▶ _Exercises to complete_
**A.** According to the eLife announcement, when is the journal's own website expected to launch?
**B.** Rewrite the paragraph of the eLife announcement beginning "Ahead of the final development" more briefly, keeping its main facts.
**C.** Output the passage of the eLife announcement from "Ahead of the" up to and including "subsequent discoveries immediately.", word for word.

▶ _Excerpt provided_

===

Randy Schekman, the journal's editor-in-chief, said: "We see no reason to delay the availability of these discoveries. Our editors have identified them as important, inspiring contributions of the high calibre expected for 'eLife'. So, while the launch of our own journal website isn't expected until December, we will best serve our authors, and science, by just getting them out there."
The papers' content is varied, including innovative research about a range of biomedical and life science topics:
- a hormone involved in response to starvation that dramatically increases the lifespan of mice in which it is overexpressed (Zhang et al.)
- a critical signalling molecule involved in the interaction between a species of single-celled organisms and bacteria - an important advance in efforts to understand the evolution of multicellularity (Alegado et al.)
- the results of a two-year field trial that demonstrates how a specific group of chemicals released by plants in response to herbivore attack can increase the fitness of the plants in the Darwinian sense of increasing reproductive success (Schuman et al.)
- how cells cope with the stress of poorly folded proteins and, specifically, how fission yeast deploys the same cellular machinery as other organisms but in a very unusual way (Kimmig et al.).
Ahead of the final development and launch of the eLife website at the end of this year, the initiative will continue to publish accepted articles this autumn. This is to encourage the maximum possible reach of the content and influence subsequent discoveries immediately.
Links to the freely available full text for each article, plain-language summaries (the eLife digest), expert commentaries (Insights) and an editorial describing the motivations behind this move are all available on the eLife website.

===

▶ _Record set_
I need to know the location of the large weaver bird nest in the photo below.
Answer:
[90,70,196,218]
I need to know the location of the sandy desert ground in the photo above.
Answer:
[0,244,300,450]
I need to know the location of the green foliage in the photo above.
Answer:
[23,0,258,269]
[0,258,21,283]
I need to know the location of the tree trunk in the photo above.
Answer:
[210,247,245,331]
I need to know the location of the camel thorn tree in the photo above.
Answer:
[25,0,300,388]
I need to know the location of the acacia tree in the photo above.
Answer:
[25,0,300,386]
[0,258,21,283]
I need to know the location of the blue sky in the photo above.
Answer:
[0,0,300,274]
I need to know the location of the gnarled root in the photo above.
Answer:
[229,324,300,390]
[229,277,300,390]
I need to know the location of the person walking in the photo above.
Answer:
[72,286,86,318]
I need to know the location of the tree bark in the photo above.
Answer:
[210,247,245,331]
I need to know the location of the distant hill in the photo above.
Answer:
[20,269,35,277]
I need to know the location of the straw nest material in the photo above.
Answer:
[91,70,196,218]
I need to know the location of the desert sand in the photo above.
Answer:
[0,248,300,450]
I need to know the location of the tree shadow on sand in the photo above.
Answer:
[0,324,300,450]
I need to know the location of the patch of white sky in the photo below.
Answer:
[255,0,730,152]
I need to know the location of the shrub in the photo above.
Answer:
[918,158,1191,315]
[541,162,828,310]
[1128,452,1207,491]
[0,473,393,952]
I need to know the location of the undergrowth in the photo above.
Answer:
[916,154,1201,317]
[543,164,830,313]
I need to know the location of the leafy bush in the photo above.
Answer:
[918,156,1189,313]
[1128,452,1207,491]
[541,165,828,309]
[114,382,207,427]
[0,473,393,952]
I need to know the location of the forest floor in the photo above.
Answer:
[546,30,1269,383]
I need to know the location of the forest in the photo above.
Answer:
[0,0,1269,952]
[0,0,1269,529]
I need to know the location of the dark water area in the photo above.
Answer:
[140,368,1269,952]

===

▶ _Your responses_
**A.** In December, at the end of this year.

**B.** Before its website launches at the end of the year, eLife will keep publishing accepted articles this autumn so that the content reaches as many readers as possible and shapes later discoveries right away.

**C.**
Ahead of the final development and launch of the eLife website at the end of this year, the initiative will continue to publish accepted articles this autumn. This is to encourage the maximum possible reach of the content and influence subsequent discoveries immediately.